Source: flood eye35 via Alamy Stock Photo
Cyberattackers in just the last few months have registered more than 100,000 — but by some estimates more than a million — malicious copycat repositories on GitHub.
The "repo confusion" scheme is simple: programmatically copying, Trojanizing, and reuploading existing repos, hoping that developers download the wrong one.
GitHub's automatic security mechanisms seem to be identifying and removing the majority of these cheap fakes, but according to new research from Apiiro, plenty are still seeping through the cracks.
Anatomy of a Repository Confusion Attack
Repo confusion works just like dependency confusion in package managers, tricking unwitting developers into downloading near-identical copies of the code they actually want, with malware quietly added as a bonus.
This malware, in turn, becomes incorporated into software projects and causes downstream supply chain risks.
The key to success with this latest campaign is automation. The attacker has been cloning, infecting, and reuploading repositories automatically at scale, pushing what researchers estimate are millions of repositories in all. And to add legitimacy, the automation process forks these projects thousands of times apiece, and promotes them across various Web forums and apps.

Stored dataset entries:
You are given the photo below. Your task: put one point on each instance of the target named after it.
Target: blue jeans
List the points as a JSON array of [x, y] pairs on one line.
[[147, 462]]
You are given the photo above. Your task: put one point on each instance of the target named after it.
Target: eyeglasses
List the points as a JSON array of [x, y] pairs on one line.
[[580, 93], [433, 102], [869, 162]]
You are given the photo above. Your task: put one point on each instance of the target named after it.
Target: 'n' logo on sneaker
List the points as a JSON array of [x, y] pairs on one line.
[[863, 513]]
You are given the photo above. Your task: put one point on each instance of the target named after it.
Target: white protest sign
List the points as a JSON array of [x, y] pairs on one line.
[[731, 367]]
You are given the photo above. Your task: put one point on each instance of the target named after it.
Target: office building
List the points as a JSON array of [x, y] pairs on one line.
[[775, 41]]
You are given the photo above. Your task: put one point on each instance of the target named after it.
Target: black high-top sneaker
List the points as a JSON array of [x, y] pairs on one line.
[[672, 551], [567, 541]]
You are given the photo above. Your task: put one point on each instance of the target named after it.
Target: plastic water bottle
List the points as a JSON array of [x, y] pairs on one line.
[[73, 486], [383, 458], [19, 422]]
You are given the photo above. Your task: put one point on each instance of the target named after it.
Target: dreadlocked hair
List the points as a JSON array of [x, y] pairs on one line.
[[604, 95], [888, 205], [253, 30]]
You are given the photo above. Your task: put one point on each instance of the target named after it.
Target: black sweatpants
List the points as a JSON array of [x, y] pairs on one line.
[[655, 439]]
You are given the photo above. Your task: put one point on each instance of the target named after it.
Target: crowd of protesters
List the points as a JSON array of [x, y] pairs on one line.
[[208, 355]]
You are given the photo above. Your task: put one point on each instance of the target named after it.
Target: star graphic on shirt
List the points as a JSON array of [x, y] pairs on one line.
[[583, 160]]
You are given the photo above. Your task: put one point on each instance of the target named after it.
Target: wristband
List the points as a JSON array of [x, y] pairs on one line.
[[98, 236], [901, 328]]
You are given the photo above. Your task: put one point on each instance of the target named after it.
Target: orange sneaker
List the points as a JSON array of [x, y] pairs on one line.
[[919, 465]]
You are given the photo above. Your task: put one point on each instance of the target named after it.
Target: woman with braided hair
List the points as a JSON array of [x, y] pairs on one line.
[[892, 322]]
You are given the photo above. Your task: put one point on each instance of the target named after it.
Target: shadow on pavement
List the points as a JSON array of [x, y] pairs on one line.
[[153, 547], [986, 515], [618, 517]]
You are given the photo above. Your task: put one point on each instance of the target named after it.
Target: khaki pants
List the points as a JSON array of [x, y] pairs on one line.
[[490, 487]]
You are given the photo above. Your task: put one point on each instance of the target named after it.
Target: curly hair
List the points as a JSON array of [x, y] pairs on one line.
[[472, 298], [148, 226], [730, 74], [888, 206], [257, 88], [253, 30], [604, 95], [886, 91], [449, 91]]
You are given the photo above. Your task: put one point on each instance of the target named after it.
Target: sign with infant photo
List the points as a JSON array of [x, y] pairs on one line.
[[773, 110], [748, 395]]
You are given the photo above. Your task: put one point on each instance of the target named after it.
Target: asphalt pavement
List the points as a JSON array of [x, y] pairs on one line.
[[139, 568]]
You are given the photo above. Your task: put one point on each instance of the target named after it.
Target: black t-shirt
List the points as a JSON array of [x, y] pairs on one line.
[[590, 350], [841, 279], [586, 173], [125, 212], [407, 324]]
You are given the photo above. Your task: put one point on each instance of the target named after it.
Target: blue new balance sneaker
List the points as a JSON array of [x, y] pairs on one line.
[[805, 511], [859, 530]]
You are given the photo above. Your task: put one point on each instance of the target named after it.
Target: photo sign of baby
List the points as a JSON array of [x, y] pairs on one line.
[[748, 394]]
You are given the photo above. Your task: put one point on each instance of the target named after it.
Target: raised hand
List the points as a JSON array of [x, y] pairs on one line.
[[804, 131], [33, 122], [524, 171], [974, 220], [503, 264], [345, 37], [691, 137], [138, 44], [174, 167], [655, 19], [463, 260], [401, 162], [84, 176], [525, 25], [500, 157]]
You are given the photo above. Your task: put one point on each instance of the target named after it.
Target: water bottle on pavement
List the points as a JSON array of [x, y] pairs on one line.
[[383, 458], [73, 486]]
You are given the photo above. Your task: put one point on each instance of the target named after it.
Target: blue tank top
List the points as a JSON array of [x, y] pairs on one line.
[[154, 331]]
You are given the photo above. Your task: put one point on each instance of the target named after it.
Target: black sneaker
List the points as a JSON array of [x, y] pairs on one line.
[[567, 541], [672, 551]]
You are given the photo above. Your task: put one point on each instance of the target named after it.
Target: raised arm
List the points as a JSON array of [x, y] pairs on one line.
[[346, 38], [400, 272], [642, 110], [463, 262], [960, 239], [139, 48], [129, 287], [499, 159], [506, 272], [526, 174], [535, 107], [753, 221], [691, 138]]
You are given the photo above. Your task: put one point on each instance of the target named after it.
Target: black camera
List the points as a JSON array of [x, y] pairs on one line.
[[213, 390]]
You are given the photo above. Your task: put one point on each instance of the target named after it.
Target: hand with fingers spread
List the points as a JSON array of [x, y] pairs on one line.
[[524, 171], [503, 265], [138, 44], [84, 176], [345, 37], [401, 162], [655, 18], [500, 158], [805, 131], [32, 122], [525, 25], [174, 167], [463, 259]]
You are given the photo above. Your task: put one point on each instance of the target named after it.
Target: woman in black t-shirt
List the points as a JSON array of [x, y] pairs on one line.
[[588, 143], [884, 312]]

▸ **Activity**: Write out the whole passage on GitHub repo confusion attacks word for word, from its first line to its last.

▸ **Response to this exercise**:
Source: flood eye35 via Alamy Stock Photo
Cyberattackers in just the last few months have registered more than 100,000 — but by some estimates more than a million — malicious copycat repositories on GitHub.
The "repo confusion" scheme is simple: programmatically copying, Trojanizing, and reuploading existing repos, hoping that developers download the wrong one.
GitHub's automatic security mechanisms seem to be identifying and removing the majority of these cheap fakes, but according to new research from Apiiro, plenty are still seeping through the cracks.
Anatomy of a Repository Confusion Attack
Repo confusion works just like dependency confusion in package managers, tricking unwitting developers into downloading near-identical copies of the code they actually want, with malware quietly added as a bonus.
This malware, in turn, becomes incorporated into software projects and causes downstream supply chain risks.
The key to success with this latest campaign is automation. The attacker has been cloning, infecting, and reuploading repositories automatically at scale, pushing what researchers estimate are millions of repositories in all. And to add legitimacy, the automation process forks these projects thousands of times apiece, and promotes them across various Web forums and apps.